» **Exercise**
In the entries below, find the line with "Could you please identify the red" and print exactly every line from there up to and including the line with "Could you please identify the white", with no other lines.

(Referring expression data)
========================================================================

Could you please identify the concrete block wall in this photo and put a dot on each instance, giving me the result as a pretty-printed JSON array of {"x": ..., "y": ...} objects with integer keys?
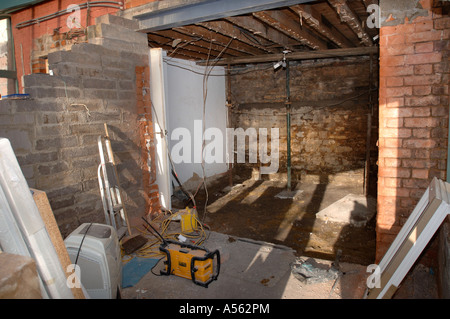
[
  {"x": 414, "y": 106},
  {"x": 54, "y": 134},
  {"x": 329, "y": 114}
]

========================================================================

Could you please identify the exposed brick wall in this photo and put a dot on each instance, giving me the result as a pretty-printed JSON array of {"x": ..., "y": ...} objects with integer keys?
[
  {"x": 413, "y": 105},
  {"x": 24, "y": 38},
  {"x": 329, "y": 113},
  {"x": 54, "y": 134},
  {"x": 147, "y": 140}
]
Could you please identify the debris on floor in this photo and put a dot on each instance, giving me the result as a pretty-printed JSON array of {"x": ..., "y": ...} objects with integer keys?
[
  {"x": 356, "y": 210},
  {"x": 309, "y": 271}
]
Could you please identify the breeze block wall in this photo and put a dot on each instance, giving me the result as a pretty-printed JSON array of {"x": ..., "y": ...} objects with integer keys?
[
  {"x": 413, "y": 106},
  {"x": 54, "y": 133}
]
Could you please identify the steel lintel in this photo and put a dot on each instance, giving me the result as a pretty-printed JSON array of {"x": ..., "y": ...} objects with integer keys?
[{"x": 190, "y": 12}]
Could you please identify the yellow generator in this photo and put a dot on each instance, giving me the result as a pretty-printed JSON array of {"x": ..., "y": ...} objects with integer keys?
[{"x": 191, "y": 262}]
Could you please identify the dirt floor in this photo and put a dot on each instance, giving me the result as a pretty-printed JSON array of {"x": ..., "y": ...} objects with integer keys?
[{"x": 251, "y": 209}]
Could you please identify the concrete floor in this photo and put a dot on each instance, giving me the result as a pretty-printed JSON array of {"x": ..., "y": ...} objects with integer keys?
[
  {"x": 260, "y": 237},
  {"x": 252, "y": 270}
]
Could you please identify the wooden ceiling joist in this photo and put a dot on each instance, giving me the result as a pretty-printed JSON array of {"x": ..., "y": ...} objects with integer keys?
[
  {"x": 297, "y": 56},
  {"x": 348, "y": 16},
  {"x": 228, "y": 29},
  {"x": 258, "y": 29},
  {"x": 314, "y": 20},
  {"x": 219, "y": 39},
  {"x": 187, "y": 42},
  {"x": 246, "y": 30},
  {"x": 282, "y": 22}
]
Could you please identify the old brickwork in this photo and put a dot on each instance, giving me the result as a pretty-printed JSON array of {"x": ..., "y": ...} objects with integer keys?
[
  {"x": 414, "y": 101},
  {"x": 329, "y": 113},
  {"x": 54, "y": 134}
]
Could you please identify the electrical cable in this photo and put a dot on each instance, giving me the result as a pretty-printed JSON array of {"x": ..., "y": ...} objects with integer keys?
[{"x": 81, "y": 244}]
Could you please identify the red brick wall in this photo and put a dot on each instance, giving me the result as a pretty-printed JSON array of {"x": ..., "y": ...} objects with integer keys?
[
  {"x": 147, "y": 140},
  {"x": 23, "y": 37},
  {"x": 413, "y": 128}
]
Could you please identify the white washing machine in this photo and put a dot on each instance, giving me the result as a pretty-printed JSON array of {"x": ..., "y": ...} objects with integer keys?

========================================================================

» **Output below**
Could you please identify the red brick wall in this photo and put a dot on each instance, giving me the result as a pretty-printed JSON array of {"x": ..., "y": ...} objects with integer keys?
[
  {"x": 147, "y": 140},
  {"x": 23, "y": 37},
  {"x": 413, "y": 128}
]
Could you please identify the white washing machine in this photo and put a dot on each instance, giving me the result as a pretty-printed JSON array of {"x": ..., "y": ...} objects with integer keys?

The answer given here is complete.